======== DATA SHOWN

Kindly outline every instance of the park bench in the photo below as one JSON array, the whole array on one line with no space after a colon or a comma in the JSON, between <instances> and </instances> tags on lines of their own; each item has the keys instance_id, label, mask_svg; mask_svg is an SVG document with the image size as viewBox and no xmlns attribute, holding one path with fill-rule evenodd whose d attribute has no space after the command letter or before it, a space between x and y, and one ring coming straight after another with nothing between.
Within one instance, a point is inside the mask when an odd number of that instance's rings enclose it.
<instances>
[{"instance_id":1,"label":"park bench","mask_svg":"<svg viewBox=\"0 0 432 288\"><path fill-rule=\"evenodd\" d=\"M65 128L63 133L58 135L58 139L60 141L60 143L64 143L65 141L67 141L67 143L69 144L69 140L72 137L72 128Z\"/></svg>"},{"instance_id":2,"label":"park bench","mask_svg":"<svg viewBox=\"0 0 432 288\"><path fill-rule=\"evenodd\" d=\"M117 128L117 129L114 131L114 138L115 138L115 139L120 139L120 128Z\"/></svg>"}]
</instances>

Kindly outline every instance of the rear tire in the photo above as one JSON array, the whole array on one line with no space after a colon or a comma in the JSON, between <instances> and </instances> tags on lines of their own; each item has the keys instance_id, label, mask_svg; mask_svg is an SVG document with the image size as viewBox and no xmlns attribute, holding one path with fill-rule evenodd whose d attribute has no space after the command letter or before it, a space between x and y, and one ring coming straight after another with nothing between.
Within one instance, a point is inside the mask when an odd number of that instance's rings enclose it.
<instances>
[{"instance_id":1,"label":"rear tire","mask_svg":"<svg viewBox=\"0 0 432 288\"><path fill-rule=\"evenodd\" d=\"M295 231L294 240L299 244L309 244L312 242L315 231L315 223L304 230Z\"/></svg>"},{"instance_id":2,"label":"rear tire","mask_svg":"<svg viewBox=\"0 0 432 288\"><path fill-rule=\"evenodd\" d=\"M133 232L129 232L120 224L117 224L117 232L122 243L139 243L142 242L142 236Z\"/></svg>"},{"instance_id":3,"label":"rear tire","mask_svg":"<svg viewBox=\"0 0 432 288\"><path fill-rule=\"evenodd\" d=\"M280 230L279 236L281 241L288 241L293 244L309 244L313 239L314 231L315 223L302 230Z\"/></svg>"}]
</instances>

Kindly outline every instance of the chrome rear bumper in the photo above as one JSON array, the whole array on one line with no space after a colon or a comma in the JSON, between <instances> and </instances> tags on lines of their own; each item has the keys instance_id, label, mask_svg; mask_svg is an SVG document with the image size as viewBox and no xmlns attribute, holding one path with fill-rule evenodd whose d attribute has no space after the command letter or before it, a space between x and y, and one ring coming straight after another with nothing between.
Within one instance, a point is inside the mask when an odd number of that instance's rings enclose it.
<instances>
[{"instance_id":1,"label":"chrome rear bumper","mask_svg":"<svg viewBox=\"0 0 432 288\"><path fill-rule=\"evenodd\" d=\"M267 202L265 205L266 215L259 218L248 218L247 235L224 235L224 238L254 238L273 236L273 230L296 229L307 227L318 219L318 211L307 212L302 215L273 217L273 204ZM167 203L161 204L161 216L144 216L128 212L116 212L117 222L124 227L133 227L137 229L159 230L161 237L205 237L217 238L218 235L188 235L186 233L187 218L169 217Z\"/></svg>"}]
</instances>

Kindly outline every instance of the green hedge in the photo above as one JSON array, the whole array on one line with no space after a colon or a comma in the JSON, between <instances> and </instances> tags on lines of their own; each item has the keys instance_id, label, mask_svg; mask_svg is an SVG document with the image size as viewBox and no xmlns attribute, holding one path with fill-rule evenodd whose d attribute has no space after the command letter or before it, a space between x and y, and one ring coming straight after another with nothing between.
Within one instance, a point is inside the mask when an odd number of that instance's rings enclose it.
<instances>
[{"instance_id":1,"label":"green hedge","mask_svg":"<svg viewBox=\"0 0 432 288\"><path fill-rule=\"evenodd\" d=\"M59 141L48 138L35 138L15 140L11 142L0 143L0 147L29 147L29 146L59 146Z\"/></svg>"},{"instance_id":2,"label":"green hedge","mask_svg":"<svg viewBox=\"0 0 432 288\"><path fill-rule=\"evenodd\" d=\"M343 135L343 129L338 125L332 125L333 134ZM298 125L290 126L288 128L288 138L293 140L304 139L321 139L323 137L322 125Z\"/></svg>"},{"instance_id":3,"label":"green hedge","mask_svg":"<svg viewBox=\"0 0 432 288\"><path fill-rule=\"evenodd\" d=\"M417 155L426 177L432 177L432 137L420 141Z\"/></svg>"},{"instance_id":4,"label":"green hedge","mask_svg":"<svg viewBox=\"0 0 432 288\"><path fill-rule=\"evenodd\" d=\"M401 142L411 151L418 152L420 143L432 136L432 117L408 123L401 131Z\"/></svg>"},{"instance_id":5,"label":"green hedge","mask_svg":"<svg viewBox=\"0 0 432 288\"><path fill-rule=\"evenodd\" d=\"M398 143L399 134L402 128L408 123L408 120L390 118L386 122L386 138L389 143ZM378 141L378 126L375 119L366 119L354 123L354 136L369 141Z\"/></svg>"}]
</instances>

================

▶ _INSTRUCTIONS FOR THE TASK_
Copy every record verbatim.

▶ _EXERCISE SOLUTION_
Kindly outline every instance of the park bench in the photo below as one JSON array, the whole array on one line with no space after a colon or a comma in the JSON, between <instances> and </instances> tags on lines of their own; each item has the keys instance_id, label, mask_svg; mask_svg is an SVG document with the image size as viewBox and no xmlns attribute, holding one path with fill-rule evenodd whose d attribute has no space after the command letter or before it, a space between x and y, and one ring coming straight after another with nothing between.
Within one instance, a point is inside the mask when an odd number of that instance's rings enclose it.
<instances>
[{"instance_id":1,"label":"park bench","mask_svg":"<svg viewBox=\"0 0 432 288\"><path fill-rule=\"evenodd\" d=\"M65 128L63 133L58 135L58 139L60 141L60 143L64 143L65 141L67 141L67 143L69 144L69 140L72 137L72 128Z\"/></svg>"},{"instance_id":2,"label":"park bench","mask_svg":"<svg viewBox=\"0 0 432 288\"><path fill-rule=\"evenodd\" d=\"M117 128L117 129L114 131L114 138L115 138L115 139L120 139L120 128Z\"/></svg>"}]
</instances>

Kindly outline every instance of the rear tire in the photo above as one JSON array, the whole array on one line with no space after a colon or a comma in the JSON, between <instances> and </instances> tags on lines of their own; each item has the keys instance_id, label, mask_svg; mask_svg is an SVG document with the image size as viewBox and no xmlns attribute, holding one path with fill-rule evenodd whose d attribute has no space after the command letter or before it, a space between x and y, and one ring coming straight after another with nothing between.
Within one instance, a point is inside the mask when an odd number of that instance's rings enclose it.
<instances>
[{"instance_id":1,"label":"rear tire","mask_svg":"<svg viewBox=\"0 0 432 288\"><path fill-rule=\"evenodd\" d=\"M295 231L294 240L299 244L309 244L312 242L315 231L315 223L304 230Z\"/></svg>"},{"instance_id":2,"label":"rear tire","mask_svg":"<svg viewBox=\"0 0 432 288\"><path fill-rule=\"evenodd\" d=\"M133 232L129 232L120 224L117 224L117 232L122 243L139 243L142 242L142 236Z\"/></svg>"},{"instance_id":3,"label":"rear tire","mask_svg":"<svg viewBox=\"0 0 432 288\"><path fill-rule=\"evenodd\" d=\"M280 230L279 236L281 241L288 241L293 244L309 244L313 239L314 231L315 223L302 230Z\"/></svg>"}]
</instances>

Kindly outline every instance of the chrome rear bumper in the photo above as one JSON array, the whole array on one line with no space after a colon or a comma in the JSON, between <instances> and </instances> tags on lines of their own; each item has the keys instance_id, label, mask_svg; mask_svg is an SVG document with the image size as viewBox and no xmlns attribute, holding one path with fill-rule evenodd whose d attribute has no space after the command letter or before it, a space between x and y, and one ring coming straight after another with nothing between.
Within one instance, a point is inside the mask when an odd number of that instance's rings enclose it.
<instances>
[{"instance_id":1,"label":"chrome rear bumper","mask_svg":"<svg viewBox=\"0 0 432 288\"><path fill-rule=\"evenodd\" d=\"M267 202L265 205L266 215L259 218L248 218L247 235L224 235L224 238L254 238L273 236L273 230L296 229L307 227L318 219L318 211L307 212L302 215L273 217L273 204ZM167 203L161 204L161 216L144 216L128 212L116 212L117 222L124 227L133 227L137 229L159 230L161 237L205 237L217 238L218 235L188 235L186 233L187 218L169 217Z\"/></svg>"}]
</instances>

Kindly outline every instance of the green hedge in the photo above as one JSON array, the whole array on one line with no space after a colon or a comma in the JSON, between <instances> and </instances> tags on lines of their own; each item has the keys instance_id, label, mask_svg; mask_svg is an SVG document with the image size as viewBox and no xmlns attribute, holding one path with fill-rule evenodd whose d attribute has no space after the command letter or before it, a space between x and y, and one ring coming straight after another with nothing between.
Within one instance, a point is inside the mask when an odd number of that instance's rings enclose it.
<instances>
[{"instance_id":1,"label":"green hedge","mask_svg":"<svg viewBox=\"0 0 432 288\"><path fill-rule=\"evenodd\" d=\"M59 141L48 138L35 138L15 140L11 142L0 143L0 147L29 147L29 146L59 146Z\"/></svg>"},{"instance_id":2,"label":"green hedge","mask_svg":"<svg viewBox=\"0 0 432 288\"><path fill-rule=\"evenodd\" d=\"M343 135L343 129L338 125L332 125L333 134ZM298 125L290 126L288 128L288 138L293 140L304 139L321 139L323 137L322 125Z\"/></svg>"},{"instance_id":3,"label":"green hedge","mask_svg":"<svg viewBox=\"0 0 432 288\"><path fill-rule=\"evenodd\" d=\"M417 155L426 177L432 177L432 137L420 141Z\"/></svg>"},{"instance_id":4,"label":"green hedge","mask_svg":"<svg viewBox=\"0 0 432 288\"><path fill-rule=\"evenodd\" d=\"M401 142L411 151L418 152L420 143L432 136L432 117L408 123L401 131Z\"/></svg>"},{"instance_id":5,"label":"green hedge","mask_svg":"<svg viewBox=\"0 0 432 288\"><path fill-rule=\"evenodd\" d=\"M398 143L399 134L402 128L408 123L408 120L390 118L386 122L386 138L389 143ZM378 141L378 126L375 119L366 119L354 123L354 136L369 141Z\"/></svg>"}]
</instances>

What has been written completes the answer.